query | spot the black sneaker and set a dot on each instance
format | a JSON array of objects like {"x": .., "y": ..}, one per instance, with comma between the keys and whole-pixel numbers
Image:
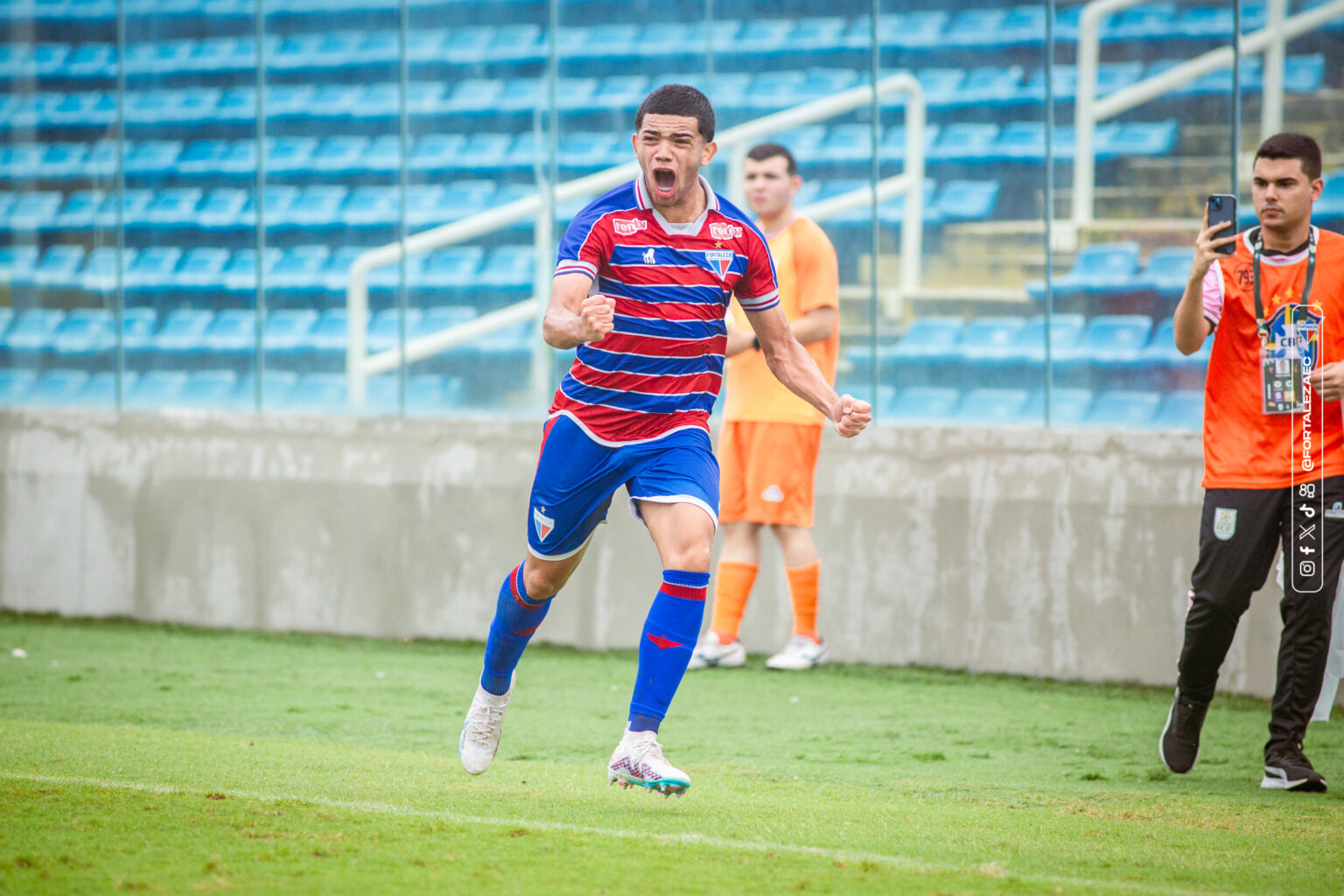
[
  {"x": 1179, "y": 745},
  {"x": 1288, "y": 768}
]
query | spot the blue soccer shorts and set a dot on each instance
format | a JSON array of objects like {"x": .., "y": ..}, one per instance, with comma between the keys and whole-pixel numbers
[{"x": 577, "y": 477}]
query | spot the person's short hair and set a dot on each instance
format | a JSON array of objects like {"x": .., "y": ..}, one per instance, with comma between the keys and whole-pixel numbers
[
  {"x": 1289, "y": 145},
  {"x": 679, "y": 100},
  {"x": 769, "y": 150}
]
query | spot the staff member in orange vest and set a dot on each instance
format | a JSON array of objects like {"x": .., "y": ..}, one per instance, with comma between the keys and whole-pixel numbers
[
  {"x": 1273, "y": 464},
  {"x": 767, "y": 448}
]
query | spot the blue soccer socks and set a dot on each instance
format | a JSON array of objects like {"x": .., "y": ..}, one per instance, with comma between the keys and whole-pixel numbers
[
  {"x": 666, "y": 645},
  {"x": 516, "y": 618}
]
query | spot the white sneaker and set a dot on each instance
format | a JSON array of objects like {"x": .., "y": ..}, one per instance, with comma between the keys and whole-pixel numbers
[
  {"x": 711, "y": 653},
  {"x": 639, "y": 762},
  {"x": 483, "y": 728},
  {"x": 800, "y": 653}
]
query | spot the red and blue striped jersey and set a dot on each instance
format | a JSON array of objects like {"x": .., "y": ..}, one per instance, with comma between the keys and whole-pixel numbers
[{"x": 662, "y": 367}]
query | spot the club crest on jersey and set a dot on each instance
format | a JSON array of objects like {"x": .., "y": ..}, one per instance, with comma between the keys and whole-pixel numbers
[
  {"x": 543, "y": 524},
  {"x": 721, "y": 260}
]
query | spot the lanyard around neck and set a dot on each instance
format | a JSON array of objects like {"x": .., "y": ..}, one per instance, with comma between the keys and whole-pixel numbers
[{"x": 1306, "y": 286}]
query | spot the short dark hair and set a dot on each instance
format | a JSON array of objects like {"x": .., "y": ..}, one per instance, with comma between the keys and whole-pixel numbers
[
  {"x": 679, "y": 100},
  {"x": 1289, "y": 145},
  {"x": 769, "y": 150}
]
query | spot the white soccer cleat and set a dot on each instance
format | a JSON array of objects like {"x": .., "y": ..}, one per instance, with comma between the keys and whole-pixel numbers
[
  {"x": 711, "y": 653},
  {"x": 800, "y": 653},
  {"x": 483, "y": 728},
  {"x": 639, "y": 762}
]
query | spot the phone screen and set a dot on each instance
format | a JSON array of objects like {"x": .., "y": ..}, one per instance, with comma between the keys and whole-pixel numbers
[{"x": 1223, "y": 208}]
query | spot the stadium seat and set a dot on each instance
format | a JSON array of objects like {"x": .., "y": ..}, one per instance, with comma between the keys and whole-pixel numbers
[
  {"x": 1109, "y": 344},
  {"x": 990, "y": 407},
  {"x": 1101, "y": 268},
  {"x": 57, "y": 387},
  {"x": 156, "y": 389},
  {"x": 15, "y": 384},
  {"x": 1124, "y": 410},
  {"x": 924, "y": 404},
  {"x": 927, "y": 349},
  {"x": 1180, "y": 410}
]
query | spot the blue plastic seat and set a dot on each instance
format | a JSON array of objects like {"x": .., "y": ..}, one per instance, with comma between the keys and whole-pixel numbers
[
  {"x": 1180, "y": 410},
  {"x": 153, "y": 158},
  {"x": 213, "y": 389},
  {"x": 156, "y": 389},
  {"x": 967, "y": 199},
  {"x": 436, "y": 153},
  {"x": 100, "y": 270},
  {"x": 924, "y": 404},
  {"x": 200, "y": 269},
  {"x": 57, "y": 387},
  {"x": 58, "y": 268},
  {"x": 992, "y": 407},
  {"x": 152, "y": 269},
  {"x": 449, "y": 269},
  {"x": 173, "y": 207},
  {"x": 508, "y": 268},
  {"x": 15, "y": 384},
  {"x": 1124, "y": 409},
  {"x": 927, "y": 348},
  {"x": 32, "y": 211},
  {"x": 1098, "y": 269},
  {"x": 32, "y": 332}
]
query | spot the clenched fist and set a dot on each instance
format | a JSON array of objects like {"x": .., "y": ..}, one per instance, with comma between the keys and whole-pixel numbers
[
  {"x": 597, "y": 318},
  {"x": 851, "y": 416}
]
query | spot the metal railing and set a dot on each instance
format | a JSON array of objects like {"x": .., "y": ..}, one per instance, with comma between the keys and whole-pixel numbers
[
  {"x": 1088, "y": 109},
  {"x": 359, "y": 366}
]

────────────────────

WHAT YOU SHOULD DO: Return, exactly as they stand, all of the lines above, but not the pictures.

EXERCISE ANSWER:
query | spot the black sneaker and set a dot on each instance
format | a JSON array of objects like {"x": .., "y": ..}, one per instance, with comma between the keys and whole-pixel numbers
Image:
[
  {"x": 1179, "y": 745},
  {"x": 1288, "y": 768}
]
query | spot the blue soccer shorts and set a dot on each instance
format | a JSON array of objects like {"x": .., "y": ..}, one per instance, with comma between the keys and whole-pixel numbers
[{"x": 577, "y": 477}]
query | spot the person's short hair and set a dot on each instance
format | a JSON array of objects like {"x": .., "y": ..}, one per instance, with comma between the keys and whole-pixel numbers
[
  {"x": 1289, "y": 145},
  {"x": 679, "y": 100},
  {"x": 769, "y": 150}
]
query | spot the staff member in orange vest and set a dot on each instance
format | a JSON array of objects like {"x": .., "y": ..}, one per instance, with comma between the keys and whole-pixel numbers
[
  {"x": 1273, "y": 464},
  {"x": 767, "y": 448}
]
query | spot the blue soccer socks and set a dot on each instance
format | a JSON array of objects like {"x": .., "y": ..}, one per instance, with comma between the keys and whole-pixel numbers
[
  {"x": 666, "y": 645},
  {"x": 516, "y": 618}
]
query | spot the white sneaker and set a dot on each instance
format | a JSON array of objects like {"x": .., "y": ..}, one per instance, with comma between the keys and whole-pixel numbers
[
  {"x": 711, "y": 653},
  {"x": 639, "y": 762},
  {"x": 483, "y": 728},
  {"x": 800, "y": 653}
]
query | spot the red and blue striped jersey and set a dot on each instance
format | a JSON array of objects like {"x": .., "y": ..}, one per instance, with comma between the keys and whole-pixel numbers
[{"x": 662, "y": 367}]
query | spot the club crest on jersey and set a dot on each instance
format | a JSON array of objects like {"x": .., "y": ..}, one per instance, with comma between the keys and whole-pixel numbers
[
  {"x": 543, "y": 524},
  {"x": 721, "y": 260}
]
query | spot the lanyard around neck and set a dot on each instance
format | a JSON array of objects like {"x": .., "y": ..}, one per instance, with comma between the keys and whole-pixel numbers
[{"x": 1306, "y": 286}]
query | spot the short dark hair and set a dot on each instance
format | a JSON array of objects like {"x": .., "y": ..}, one per instance, with comma between the keys and whole-pixel numbers
[
  {"x": 679, "y": 100},
  {"x": 1289, "y": 145},
  {"x": 769, "y": 150}
]
query | spot the white soccer cleat and set a dot on each instance
format | a JSON array of objects like {"x": .., "y": ..}, one per instance, with comma between the keys and whole-pixel numbers
[
  {"x": 711, "y": 653},
  {"x": 800, "y": 653},
  {"x": 483, "y": 728},
  {"x": 639, "y": 762}
]
query | spot the phone screen and set a dot on each instance
format | a JSON array of objects like {"x": .., "y": ..}, one per instance, with comma between the keys and whole-pixel numbers
[{"x": 1223, "y": 208}]
query | spot the stadium seat and set a dot on each instance
format | a JSON array of objects like {"x": .., "y": ..}, one per instance, with comma between the keys and whole-pixel numbers
[
  {"x": 1109, "y": 344},
  {"x": 990, "y": 407},
  {"x": 1101, "y": 268},
  {"x": 57, "y": 387},
  {"x": 156, "y": 389},
  {"x": 15, "y": 384},
  {"x": 1124, "y": 410},
  {"x": 924, "y": 404},
  {"x": 927, "y": 349},
  {"x": 1180, "y": 410}
]
query | spot the blue plastic seat and set a dot on each instance
format | a JSON array of objects like {"x": .., "y": ..}, one per instance, with comma between the keys and whole-pixel numbers
[
  {"x": 1180, "y": 410},
  {"x": 153, "y": 158},
  {"x": 213, "y": 389},
  {"x": 156, "y": 389},
  {"x": 967, "y": 199},
  {"x": 436, "y": 153},
  {"x": 100, "y": 270},
  {"x": 924, "y": 404},
  {"x": 200, "y": 269},
  {"x": 57, "y": 387},
  {"x": 58, "y": 268},
  {"x": 992, "y": 407},
  {"x": 152, "y": 269},
  {"x": 449, "y": 269},
  {"x": 173, "y": 207},
  {"x": 508, "y": 268},
  {"x": 15, "y": 384},
  {"x": 1124, "y": 409},
  {"x": 927, "y": 348},
  {"x": 32, "y": 211},
  {"x": 1098, "y": 269},
  {"x": 32, "y": 332}
]
query | spot the clenched fist and set a dot on each instance
format | a JSON array of objects like {"x": .., "y": ..}, one per instance, with comma between the keys and whole-pixel numbers
[
  {"x": 597, "y": 318},
  {"x": 851, "y": 416}
]
query | spot the metal railing and set a dot on each instance
format | a JSON array of objects like {"x": .., "y": ..}, one per instance, with comma between the keys and whole-pixel numbers
[
  {"x": 1088, "y": 109},
  {"x": 359, "y": 366}
]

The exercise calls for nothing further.